[HN Gopher] Modeling chopping onions: The importance of mise en ...
       ___________________________________________________________________
        
       Modeling chopping onions: The importance of mise en place
        
       Author : jwithington
       Score  : 34 points
       Date   : 2022-02-28 14:34 UTC (8 hours ago)
        
 (HTM) web link (app.hex.tech)
 (TXT) w3m dump (app.hex.tech)
        
       | bern4444 wrote:
       | Mise En Place is very helpful as anyone who begins to practice it
       | can attest.
       | 
       | The other critical part of cooking (which IMO applies to other
       | jobs, roles etc) is cleaning as you go - one of the first things
       | taught in cooking school.
       | 
       | I personally hate cleaning up after I finish eating so I try and
       | clean and put everything away before I sit down.
        
         | SketchySeaBeast wrote:
         | I spent a few years working in a kitchen, and those are the two
         | items I took away myself - before I start cooking I clear out
         | the dish rack, and then I have a sink full of soap and water
         | and most of the chopping is done before I even turn on the
         | stove-top.
        
         | jwithington wrote:
         | Cleaning as you go also probably has the same impact as mise en
         | place--driving down process variability. Less things that can
         | get in your way.
        
         | thanatos519 wrote:
         | Both principles indeed apply to all sorts of jobs!
         | 
         | Cleaning as you go also reduces variability and total time
         | spent. Cleaning naturally consumes short spans of otherwise-
         | useless idle time between tasks. It also enables pipelining of
         | multiple jobs. I also prefer to clean up before eating, and
         | that usually takes just enough time for the meal to cool down
         | to the right temperature if I was cleaning as I go.
        
           | klyrs wrote:
           | I have a strong desire to refactor code as I read it. I tend
           | to avoid this behavior because (a) most codebases are in need
           | of _so much_ cleanup, and (b) I like to keep commits small
           | and topical. Perhaps I should re-evaluate how I weight these
           | factors.

▶ _DATASET ROWS_
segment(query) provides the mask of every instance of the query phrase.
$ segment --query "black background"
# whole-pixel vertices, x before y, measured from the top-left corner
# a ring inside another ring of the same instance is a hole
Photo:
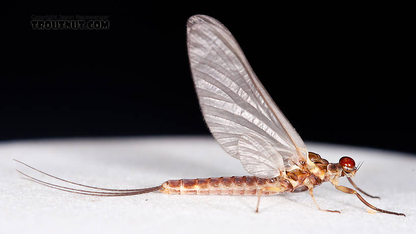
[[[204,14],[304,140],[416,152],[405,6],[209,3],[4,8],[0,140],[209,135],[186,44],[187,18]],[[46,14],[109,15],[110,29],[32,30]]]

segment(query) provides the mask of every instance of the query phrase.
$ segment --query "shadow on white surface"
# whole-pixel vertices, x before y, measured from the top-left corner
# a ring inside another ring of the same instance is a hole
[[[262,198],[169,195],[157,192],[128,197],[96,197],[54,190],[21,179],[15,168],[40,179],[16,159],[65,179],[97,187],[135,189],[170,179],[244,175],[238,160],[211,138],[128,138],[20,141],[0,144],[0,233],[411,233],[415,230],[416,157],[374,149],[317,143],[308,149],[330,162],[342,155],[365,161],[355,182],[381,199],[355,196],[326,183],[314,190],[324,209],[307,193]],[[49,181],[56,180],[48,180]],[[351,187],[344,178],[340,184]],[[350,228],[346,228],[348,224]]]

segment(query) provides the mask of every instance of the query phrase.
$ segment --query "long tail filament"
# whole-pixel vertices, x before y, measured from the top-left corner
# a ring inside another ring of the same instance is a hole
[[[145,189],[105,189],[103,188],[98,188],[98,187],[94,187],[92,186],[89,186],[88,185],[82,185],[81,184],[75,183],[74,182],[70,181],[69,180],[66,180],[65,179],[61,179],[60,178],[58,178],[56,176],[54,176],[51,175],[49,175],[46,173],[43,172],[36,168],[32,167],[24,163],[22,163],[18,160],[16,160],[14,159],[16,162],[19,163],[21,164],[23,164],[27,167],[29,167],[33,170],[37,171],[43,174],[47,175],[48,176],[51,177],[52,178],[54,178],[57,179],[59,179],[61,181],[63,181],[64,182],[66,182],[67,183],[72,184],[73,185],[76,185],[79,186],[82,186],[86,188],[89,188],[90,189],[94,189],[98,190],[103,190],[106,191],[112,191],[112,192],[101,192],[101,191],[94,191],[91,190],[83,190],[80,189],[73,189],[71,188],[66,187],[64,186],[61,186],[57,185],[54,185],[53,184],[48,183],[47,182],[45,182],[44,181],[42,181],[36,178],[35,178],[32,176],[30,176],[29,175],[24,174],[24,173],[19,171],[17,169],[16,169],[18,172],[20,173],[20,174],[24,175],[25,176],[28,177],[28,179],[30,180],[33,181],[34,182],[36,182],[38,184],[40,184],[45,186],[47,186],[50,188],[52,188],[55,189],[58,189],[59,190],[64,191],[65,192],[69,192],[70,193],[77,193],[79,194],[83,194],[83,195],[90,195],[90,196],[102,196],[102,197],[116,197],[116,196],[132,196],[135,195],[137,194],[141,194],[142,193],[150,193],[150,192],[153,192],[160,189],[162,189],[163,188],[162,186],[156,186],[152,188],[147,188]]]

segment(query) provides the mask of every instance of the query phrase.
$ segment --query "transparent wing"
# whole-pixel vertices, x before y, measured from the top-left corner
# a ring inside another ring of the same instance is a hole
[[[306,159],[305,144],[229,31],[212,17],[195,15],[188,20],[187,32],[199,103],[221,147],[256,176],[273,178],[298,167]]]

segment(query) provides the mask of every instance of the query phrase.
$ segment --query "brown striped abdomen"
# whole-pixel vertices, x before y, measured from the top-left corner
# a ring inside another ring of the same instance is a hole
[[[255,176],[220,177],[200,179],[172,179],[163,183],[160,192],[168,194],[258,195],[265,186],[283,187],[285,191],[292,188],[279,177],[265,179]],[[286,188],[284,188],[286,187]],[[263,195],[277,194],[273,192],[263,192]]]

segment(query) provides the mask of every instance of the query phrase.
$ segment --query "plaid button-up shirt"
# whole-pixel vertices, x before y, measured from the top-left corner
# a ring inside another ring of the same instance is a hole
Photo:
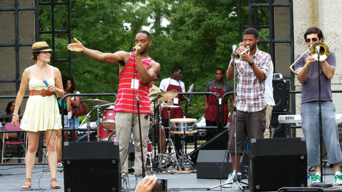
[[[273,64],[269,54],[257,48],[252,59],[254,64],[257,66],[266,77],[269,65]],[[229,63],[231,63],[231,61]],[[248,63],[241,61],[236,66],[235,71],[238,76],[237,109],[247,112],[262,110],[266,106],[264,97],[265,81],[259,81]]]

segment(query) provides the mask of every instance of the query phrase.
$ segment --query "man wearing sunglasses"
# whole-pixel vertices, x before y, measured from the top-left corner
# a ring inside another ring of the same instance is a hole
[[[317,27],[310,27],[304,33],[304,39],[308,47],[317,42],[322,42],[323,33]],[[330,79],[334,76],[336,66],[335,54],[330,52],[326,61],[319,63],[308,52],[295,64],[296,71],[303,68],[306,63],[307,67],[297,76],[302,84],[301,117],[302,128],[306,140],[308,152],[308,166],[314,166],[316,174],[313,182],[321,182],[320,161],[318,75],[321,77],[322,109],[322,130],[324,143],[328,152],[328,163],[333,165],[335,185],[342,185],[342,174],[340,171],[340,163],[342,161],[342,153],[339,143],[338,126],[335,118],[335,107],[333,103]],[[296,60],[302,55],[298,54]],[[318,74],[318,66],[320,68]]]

▶ _SHORT TASK 1_
Answer these questions about the mise en place thread:
(a) How many points is the post's score?
(b) According to bern4444, what is one of the first things taught in cooking school?
(c) What does SketchySeaBeast clear out before starting to cook?
▶ _SHORT TASK 2_
Reproduce the mise en place thread word for word, everything from "[HN Gopher] Modeling" down to "(8 hours ago)".
▶ _SHORT TASK 3_
Extend the mise en place thread beyond its last comment.

▶ _FINAL RESULT 1_
(a) 34 points.
(b) Cleaning as you go.
(c) The dish rack.

▶ _FINAL RESULT 2_
[HN Gopher] Modeling chopping onions: The importance of mise en ...
       ___________________________________________________________________
        
       Modeling chopping onions: The importance of mise en place
        
       Author : jwithington
       Score  : 34 points
       Date   : 2022-02-28 14:34 UTC (8 hours ago)

▶ _FINAL RESULT 3_
        
       | lqet wrote:
       | > You think you can outsmart the recipe and chop the peppers
       | while the onions are cooking. [...] The bell peppers need to make
       | it into the skillet by the 3 minute mark after the onions are in
       | or else the dish is ruined.
       | 
       | How so? Just move the skillet from the heat and let the onions
       | sit there for as long as it takes to chop the bell peppers. If
       | anything, they will be more aromatic.
        
         | brodouevencode wrote:
         | Even though there's no direct heat it will continue to cook.
        
       | turkishlurker wrote:
       | Assembly in auto plants relies on a parts bundling/feeding
       | process that begins in advance, analogous to mise en place and
       | cooking.
        
       | giraffe_lady wrote:
       | This page can't scroll in safari?
        
       | tantalor wrote:
       | > The bell peppers need to make it into the skillet by the 3
       | minute mark after the onions are in or else the dish is ruined.
       | 
       | This is not a realistic assumption.
        
         | jwithington wrote:
         | It's not, but trying to keep things simple. Could have been
         | something like cooking a steak in a pan where timing is
         | everything.
        
       | nemoniac wrote:
       | Below is a quote from Anthony Bourdain's book "Kitchen
       | Confidential"
       | 
       | I keep the quote at the top of my emacs config file.
       | 
       | Mise-en-place is the religion of all good line cooks. Do not fuck
       | with a line cook's 'meez' -- meaning his setup, his carefully
       | arranged supplies of sea salt, rough-cracked pepper, softened
       | butter, cooking oil, wine, backups, and so on. As a cook, your
       | station, and its condition, its state of readiness, is an
       | extension of your nervous system... The universe is in order when
       | your station is set up the way you like it: you know where to
       | find everything with your eyes closed, everything you need during
       | the course of the shift is at the ready at arm's reach, your
       | defenses are deployed. If you let your mise-en-place run down,
       | get dirty and disorganized, you'll quickly find yourself spinning
       | in place and calling for backup. I worked with a chef who used to
       | step behind the line to a dirty cook's station in the middle of a
       | rush to explain why the offending cook was falling behind. He'd
       | press his palm down on the cutting board, which was littered with
       | peppercorns, spattered sauce, bits of parsley, bread crumbs and
       | the usual flotsam and jetsam that accumulates quickly on a
       | station if not constantly wiped away with a moist side towel.
       | "You see this?" he'd inquire, raising his palm so that the cook
       | could see the bits of dirt and scraps sticking to his chef's
       | palm. "That's what the inside of your head looks like now."
       | 
       | -- Anthony Bourdain, from Kitchen Confidential.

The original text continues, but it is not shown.